Work to do:
Rewrite the part of the records that opens with the line containing "the white cabin" and runs through the end of the records, substituting "shrub" for "hedge" and leaving everything else as it is.

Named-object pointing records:
** start **

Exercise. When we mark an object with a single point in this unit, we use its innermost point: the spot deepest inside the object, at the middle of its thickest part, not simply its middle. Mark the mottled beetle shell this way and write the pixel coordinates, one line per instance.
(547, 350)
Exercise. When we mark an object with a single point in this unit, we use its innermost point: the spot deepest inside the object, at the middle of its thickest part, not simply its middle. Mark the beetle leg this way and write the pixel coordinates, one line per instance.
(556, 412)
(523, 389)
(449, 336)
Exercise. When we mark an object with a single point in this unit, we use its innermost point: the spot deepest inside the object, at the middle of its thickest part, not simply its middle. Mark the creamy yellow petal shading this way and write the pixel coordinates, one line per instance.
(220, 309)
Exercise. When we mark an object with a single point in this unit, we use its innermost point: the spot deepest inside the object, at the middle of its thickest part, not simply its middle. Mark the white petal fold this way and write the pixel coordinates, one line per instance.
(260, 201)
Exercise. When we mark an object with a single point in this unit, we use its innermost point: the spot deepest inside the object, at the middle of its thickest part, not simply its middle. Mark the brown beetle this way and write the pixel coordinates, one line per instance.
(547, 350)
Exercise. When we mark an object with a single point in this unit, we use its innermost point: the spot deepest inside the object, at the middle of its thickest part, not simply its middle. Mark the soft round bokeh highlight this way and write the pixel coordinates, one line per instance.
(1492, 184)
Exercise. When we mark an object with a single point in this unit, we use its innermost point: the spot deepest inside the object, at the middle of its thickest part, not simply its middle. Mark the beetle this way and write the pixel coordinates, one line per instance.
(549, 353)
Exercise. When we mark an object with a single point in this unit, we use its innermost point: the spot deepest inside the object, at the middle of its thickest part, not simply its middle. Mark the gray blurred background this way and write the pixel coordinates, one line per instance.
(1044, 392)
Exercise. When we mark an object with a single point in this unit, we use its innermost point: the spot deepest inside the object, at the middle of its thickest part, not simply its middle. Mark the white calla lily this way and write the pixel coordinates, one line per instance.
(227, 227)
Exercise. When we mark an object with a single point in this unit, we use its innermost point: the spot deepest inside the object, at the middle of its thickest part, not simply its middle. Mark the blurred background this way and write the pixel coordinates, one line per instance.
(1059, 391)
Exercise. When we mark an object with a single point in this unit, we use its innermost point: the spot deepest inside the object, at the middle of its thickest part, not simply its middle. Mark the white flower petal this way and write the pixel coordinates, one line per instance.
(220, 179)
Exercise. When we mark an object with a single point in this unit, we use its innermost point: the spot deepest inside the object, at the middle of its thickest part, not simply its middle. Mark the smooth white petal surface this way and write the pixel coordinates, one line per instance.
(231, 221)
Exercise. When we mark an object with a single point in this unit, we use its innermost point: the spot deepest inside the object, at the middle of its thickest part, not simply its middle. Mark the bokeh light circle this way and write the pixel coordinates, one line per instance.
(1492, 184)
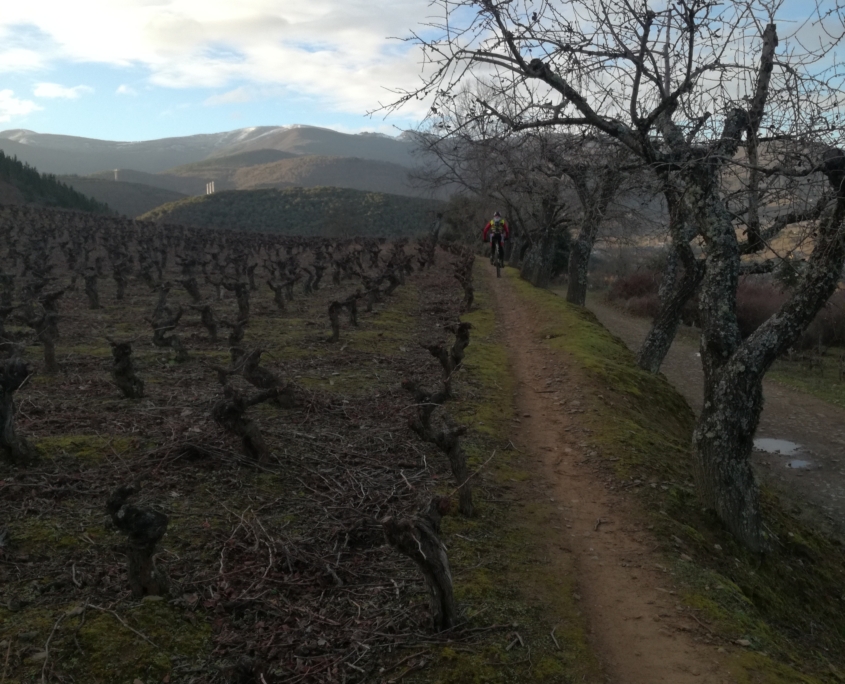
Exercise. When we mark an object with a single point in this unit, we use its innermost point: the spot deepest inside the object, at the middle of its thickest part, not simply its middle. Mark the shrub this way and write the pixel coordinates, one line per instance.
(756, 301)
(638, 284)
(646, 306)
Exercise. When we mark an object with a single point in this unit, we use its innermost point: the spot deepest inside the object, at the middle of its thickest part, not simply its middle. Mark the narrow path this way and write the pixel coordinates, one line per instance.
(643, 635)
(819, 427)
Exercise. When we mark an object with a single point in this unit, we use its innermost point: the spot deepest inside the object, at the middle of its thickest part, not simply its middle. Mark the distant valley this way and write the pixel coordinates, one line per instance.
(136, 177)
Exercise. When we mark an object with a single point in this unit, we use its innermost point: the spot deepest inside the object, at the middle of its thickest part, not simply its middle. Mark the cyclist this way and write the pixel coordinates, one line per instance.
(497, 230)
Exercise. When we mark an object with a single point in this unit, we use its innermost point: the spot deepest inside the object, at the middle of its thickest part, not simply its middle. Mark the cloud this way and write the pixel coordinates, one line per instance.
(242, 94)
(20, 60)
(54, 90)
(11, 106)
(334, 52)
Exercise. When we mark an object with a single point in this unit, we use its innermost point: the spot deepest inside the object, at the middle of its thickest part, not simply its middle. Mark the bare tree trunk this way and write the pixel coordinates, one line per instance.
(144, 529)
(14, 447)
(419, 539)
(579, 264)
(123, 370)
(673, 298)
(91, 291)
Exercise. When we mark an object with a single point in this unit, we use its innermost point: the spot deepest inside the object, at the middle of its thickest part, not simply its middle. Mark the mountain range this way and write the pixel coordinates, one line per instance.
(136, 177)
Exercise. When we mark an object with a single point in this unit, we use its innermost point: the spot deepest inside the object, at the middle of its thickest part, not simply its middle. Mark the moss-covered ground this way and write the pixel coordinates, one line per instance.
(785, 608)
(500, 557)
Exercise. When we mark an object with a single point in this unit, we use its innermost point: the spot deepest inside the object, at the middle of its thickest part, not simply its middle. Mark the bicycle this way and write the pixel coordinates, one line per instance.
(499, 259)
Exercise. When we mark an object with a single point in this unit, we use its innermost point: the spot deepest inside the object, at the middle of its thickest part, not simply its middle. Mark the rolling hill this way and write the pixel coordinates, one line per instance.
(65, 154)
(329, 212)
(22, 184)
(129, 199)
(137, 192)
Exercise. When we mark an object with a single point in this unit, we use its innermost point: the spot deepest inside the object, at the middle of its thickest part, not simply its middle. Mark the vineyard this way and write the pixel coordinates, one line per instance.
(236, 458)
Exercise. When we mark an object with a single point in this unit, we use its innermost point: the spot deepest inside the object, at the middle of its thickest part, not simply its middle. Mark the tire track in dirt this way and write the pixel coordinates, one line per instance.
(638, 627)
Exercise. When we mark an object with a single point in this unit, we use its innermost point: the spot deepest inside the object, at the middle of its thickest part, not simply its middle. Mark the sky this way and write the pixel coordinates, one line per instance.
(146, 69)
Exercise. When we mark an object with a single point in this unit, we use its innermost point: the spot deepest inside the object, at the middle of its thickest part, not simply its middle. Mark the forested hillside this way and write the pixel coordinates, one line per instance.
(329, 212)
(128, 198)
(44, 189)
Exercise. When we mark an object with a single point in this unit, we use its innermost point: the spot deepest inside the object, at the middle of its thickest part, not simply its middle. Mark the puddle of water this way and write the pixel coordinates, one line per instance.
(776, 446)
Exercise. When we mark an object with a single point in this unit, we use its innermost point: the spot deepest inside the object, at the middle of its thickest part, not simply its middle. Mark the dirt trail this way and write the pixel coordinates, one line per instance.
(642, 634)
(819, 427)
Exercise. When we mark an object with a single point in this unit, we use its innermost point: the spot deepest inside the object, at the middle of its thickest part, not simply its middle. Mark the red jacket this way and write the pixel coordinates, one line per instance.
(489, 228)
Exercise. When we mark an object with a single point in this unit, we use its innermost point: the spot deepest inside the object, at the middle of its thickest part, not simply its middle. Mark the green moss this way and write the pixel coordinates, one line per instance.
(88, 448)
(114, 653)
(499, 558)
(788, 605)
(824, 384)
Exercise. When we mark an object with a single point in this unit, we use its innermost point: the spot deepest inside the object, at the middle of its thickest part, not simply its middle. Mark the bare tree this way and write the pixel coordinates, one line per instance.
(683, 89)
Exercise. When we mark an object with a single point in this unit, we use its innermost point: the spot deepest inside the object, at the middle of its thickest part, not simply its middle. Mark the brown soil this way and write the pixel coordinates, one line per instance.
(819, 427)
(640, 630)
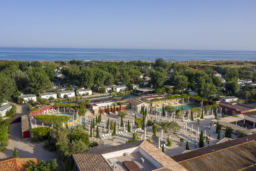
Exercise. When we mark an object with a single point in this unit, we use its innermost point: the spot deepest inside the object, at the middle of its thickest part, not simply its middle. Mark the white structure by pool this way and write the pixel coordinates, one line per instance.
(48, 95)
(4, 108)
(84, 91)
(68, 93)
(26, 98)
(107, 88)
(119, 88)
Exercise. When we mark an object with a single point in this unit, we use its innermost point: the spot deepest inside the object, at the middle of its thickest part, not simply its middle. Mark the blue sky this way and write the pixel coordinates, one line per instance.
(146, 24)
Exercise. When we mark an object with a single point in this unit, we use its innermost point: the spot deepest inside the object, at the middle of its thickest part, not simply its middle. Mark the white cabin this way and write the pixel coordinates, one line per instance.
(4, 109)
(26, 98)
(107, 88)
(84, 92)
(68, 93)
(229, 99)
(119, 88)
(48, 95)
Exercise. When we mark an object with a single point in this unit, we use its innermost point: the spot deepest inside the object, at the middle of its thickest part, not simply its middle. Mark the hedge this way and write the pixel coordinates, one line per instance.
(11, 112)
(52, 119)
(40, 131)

** end **

Task result:
Exercise. When we mark an object with a single point in this unit, we use its innermost point: the spot deepest inside the object, at the middle of its thickest part, not simply its middle. Mark the white cabin this way and write the pixel coordinates, one line per instance.
(4, 109)
(26, 98)
(107, 88)
(84, 92)
(68, 93)
(229, 99)
(119, 88)
(48, 95)
Exercise. When we mark an object with a single point in this unit, we use its innermost point: the spot deepest inside the object, at the middle of its thickest part, not simply its middle. Mark the shrub this way and write the pixel coordinates, one line per instance.
(11, 112)
(52, 119)
(40, 131)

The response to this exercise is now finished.